What you have to do: Through the last line of the entries, please copy every line exactly, starting with the one that contains "Query: hillside with trees".

--------

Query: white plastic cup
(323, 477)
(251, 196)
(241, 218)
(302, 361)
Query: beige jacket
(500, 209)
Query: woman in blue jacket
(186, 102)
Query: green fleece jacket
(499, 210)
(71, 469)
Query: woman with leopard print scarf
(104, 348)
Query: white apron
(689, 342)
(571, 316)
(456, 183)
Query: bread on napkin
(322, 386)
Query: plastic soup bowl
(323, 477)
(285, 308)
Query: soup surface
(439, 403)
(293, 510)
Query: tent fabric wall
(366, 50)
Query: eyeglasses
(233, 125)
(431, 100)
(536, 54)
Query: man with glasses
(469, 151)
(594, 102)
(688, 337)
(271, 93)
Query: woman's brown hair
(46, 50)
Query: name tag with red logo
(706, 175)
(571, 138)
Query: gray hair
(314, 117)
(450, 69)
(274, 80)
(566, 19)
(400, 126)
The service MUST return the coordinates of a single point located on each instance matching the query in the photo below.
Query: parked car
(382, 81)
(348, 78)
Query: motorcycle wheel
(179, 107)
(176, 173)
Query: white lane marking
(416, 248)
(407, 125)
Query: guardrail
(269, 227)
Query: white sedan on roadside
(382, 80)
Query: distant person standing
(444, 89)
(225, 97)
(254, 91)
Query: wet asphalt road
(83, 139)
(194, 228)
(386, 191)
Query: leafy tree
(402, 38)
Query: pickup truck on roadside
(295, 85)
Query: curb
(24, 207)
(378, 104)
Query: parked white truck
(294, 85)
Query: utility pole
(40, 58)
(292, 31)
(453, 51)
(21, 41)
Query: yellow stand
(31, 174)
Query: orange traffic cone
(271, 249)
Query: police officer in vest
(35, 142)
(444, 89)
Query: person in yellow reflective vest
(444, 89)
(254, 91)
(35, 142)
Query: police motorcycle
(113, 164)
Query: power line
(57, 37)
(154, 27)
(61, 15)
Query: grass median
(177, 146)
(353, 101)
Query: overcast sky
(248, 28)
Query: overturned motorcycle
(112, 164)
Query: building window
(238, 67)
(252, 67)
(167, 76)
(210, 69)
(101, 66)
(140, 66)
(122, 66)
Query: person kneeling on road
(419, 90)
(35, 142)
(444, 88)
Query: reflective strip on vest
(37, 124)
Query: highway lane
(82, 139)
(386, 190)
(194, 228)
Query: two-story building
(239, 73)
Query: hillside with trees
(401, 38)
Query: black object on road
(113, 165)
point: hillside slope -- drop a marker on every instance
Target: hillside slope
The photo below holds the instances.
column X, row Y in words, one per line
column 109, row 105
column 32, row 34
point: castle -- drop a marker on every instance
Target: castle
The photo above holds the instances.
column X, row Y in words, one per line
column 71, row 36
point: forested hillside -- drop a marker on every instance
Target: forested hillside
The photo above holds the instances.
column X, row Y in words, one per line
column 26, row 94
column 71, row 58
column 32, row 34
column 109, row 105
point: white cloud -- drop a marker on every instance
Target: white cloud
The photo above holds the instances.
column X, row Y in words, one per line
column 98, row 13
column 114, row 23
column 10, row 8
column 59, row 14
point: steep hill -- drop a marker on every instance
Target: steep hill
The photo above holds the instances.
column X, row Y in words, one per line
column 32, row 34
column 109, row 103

--------

Written answer:
Query: hillside with trees
(401, 38)
Query: black object on road
(113, 165)
point: hillside slope -- drop a marker on every instance
Target: hillside slope
The photo below holds the instances.
column X, row Y in words, one per line
column 109, row 105
column 32, row 34
point: castle -- drop a marker on every instance
Target: castle
The photo above holds the instances.
column X, row Y in words, one per line
column 71, row 36
point: forested hillside -- drop a marker on every instance
Target: forested hillside
The photo above holds the instances.
column X, row Y in words, one per line
column 26, row 94
column 71, row 58
column 32, row 34
column 109, row 105
point: white cloud -- drop a marker on every instance
Target: white cloud
The photo above holds the instances.
column X, row Y in words, one per line
column 98, row 13
column 114, row 23
column 10, row 8
column 59, row 14
point: steep hill -- drop a marker on every instance
Target: steep hill
The photo above holds the instances.
column X, row Y in words, one per line
column 32, row 34
column 109, row 103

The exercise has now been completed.